Produce a verbatim transcription of the records below, beginning at the line containing "of the potted" and ending at the final line; include only those lines.

Referring expression pointing data:
—————
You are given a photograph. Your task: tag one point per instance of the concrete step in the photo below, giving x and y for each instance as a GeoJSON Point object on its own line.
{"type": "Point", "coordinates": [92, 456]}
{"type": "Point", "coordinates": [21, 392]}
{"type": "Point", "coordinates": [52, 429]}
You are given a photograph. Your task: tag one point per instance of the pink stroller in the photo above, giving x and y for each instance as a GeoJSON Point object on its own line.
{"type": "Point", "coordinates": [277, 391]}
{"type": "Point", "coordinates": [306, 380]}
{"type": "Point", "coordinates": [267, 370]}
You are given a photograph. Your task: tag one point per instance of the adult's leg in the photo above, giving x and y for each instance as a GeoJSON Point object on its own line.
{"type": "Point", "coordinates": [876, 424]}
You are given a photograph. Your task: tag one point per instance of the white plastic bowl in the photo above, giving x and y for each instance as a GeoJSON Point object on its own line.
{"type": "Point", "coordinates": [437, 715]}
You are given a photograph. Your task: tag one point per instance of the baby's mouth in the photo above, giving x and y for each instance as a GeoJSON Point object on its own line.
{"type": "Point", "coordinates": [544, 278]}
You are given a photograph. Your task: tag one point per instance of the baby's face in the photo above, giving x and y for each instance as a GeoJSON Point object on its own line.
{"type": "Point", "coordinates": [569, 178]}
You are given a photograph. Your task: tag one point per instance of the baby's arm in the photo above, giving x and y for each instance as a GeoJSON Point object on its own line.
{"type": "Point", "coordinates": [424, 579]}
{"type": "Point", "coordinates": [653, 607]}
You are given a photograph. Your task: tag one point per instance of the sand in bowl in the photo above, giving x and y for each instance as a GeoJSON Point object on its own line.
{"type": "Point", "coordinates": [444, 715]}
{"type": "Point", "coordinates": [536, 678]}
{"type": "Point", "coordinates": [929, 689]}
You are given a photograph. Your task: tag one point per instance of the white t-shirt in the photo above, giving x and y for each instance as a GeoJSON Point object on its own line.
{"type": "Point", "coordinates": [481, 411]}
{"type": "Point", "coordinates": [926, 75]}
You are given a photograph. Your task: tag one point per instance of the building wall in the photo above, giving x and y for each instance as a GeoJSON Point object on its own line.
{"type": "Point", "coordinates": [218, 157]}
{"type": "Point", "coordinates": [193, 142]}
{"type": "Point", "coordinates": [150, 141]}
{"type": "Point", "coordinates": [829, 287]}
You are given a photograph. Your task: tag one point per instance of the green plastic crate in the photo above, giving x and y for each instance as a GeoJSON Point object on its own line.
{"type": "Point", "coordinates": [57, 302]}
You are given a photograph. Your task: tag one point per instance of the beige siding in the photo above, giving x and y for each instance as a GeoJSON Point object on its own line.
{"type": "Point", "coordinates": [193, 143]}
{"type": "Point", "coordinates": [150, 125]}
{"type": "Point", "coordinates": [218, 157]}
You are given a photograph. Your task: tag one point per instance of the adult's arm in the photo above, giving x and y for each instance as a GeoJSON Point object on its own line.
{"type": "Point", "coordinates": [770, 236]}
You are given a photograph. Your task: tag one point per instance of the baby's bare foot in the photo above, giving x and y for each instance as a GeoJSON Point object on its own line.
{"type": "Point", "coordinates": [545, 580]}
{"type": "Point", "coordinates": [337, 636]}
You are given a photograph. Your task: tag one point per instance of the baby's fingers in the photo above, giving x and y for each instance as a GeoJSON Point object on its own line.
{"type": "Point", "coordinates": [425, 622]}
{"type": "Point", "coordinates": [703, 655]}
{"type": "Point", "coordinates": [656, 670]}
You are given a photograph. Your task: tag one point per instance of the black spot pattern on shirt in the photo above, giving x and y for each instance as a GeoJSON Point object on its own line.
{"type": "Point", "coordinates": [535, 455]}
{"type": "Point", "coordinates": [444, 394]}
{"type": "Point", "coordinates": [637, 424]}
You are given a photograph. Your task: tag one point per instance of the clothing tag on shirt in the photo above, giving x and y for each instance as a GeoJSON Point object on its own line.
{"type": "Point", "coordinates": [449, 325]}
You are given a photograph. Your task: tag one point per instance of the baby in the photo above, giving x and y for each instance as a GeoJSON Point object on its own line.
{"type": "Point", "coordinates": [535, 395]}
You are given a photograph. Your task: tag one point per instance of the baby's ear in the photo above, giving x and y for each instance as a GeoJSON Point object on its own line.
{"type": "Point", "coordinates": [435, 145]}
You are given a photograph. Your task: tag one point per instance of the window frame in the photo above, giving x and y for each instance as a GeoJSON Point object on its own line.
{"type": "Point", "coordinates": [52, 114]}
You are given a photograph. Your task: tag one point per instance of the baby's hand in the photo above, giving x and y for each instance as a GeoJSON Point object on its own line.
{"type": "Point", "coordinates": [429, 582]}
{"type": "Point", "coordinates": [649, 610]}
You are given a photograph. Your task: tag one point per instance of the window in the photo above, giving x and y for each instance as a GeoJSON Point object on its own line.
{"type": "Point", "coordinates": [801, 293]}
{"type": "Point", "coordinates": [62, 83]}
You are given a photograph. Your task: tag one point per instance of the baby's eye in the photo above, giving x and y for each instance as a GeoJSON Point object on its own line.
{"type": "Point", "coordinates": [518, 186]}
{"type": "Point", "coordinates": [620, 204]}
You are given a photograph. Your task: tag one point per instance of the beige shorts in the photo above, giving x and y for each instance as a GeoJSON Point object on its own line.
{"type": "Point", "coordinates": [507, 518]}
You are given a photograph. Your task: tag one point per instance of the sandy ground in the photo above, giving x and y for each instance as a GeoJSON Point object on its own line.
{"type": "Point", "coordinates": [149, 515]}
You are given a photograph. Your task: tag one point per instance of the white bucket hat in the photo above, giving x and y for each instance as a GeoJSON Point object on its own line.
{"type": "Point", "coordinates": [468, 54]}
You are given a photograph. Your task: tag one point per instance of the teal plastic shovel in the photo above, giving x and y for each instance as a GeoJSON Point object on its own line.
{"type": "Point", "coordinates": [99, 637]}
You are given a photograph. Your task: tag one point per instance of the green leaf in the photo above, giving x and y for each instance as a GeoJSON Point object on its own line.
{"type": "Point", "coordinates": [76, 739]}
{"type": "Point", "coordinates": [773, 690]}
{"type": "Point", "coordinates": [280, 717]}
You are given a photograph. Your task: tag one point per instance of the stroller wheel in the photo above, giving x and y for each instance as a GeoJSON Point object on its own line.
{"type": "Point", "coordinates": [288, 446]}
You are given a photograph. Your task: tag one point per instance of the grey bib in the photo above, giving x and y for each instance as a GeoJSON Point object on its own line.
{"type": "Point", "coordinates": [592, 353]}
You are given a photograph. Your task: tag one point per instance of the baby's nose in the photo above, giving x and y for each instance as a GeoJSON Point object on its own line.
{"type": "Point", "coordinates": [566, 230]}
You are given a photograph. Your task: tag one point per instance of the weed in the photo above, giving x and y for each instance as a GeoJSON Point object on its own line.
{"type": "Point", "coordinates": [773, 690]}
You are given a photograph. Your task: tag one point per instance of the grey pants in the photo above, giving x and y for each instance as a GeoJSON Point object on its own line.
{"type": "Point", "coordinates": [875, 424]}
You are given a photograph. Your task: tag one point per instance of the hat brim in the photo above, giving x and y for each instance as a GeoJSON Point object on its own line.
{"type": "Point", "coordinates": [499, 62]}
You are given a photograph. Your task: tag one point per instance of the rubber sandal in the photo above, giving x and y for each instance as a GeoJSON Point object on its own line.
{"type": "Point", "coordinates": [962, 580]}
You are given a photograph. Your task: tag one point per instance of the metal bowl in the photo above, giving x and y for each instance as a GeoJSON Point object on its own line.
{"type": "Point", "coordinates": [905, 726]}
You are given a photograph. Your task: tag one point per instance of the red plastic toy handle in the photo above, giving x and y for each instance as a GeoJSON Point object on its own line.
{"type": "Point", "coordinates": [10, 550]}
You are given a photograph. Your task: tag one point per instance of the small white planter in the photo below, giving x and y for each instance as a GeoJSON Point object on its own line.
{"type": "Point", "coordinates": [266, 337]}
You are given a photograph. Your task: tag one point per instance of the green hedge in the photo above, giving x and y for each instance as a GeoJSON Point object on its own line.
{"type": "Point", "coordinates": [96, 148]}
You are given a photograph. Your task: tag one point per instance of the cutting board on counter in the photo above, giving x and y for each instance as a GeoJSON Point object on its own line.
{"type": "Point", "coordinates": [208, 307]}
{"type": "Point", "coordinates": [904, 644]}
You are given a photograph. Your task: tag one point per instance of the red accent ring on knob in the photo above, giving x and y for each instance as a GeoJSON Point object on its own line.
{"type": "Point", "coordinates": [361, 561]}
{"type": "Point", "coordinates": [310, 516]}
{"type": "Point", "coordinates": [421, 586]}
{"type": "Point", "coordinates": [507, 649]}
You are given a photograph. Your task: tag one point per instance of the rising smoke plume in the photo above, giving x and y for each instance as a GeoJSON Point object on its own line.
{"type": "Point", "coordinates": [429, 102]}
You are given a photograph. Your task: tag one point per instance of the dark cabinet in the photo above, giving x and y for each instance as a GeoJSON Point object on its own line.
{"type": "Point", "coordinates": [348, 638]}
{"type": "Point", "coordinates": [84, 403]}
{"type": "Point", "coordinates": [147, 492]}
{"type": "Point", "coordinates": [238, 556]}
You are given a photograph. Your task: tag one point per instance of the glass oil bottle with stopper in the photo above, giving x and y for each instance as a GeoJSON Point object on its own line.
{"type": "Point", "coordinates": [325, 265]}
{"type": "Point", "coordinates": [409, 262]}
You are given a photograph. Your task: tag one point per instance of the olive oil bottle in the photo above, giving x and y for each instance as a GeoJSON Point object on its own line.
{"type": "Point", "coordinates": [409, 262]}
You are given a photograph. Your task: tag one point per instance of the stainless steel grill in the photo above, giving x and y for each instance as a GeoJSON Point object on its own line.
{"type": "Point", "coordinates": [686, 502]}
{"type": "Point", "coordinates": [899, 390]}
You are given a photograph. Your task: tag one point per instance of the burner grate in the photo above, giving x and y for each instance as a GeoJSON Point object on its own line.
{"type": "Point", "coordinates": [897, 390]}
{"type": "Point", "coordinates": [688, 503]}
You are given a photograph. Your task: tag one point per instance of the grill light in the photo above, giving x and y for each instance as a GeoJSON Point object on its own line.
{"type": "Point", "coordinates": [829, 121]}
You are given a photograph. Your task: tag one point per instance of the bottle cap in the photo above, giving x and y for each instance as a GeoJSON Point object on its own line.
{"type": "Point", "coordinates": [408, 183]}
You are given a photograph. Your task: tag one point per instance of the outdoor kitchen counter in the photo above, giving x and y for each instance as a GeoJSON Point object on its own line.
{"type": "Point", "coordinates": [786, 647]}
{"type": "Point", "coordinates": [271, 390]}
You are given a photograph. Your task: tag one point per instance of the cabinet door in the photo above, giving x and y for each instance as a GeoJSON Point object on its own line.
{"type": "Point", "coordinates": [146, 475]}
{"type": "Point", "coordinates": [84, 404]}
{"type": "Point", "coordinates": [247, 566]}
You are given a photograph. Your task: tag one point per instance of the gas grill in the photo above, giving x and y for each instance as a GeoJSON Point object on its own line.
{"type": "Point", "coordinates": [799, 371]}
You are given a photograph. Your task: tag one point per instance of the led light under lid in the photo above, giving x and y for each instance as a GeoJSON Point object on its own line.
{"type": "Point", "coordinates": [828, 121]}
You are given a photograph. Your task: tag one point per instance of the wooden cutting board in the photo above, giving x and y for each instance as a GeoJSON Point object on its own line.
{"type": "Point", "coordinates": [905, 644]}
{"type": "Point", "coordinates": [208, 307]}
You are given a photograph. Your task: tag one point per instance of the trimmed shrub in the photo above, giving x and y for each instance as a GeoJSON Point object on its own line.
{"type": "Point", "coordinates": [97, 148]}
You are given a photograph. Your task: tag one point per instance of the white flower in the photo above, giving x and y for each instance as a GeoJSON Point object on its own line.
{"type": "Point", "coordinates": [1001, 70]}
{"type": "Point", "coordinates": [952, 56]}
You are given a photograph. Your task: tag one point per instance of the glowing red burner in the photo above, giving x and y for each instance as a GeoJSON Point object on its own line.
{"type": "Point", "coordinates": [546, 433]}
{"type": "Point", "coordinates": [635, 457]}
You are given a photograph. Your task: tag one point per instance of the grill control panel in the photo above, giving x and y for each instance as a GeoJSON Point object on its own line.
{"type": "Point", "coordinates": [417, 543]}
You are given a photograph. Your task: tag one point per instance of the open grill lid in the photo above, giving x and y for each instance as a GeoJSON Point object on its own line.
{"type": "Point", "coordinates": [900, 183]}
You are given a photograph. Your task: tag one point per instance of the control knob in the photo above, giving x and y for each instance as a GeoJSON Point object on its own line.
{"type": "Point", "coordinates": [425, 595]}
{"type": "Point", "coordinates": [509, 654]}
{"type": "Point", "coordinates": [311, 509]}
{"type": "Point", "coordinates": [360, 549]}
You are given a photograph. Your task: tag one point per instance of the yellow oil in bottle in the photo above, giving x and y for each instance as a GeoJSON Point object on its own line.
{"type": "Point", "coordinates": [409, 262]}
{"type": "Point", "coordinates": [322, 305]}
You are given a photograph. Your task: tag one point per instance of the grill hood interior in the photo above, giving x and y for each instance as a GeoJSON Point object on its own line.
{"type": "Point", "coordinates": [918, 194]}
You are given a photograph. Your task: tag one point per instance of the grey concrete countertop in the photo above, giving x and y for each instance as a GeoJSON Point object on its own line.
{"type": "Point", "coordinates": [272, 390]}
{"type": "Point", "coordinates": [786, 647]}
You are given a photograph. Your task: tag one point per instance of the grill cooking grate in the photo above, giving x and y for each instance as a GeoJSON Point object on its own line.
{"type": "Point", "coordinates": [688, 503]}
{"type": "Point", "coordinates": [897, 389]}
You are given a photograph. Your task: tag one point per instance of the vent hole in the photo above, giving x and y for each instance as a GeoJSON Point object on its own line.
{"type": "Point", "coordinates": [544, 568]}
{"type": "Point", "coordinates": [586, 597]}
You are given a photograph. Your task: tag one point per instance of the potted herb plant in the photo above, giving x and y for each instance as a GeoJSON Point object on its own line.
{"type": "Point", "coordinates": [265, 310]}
—————
— EXERCISE RESULT —
You are given a photograph. Your task: tag one point per instance of the potted herb plant in the photo above, giving x and y for each instance as a GeoJSON Point object on its own line.
{"type": "Point", "coordinates": [265, 310]}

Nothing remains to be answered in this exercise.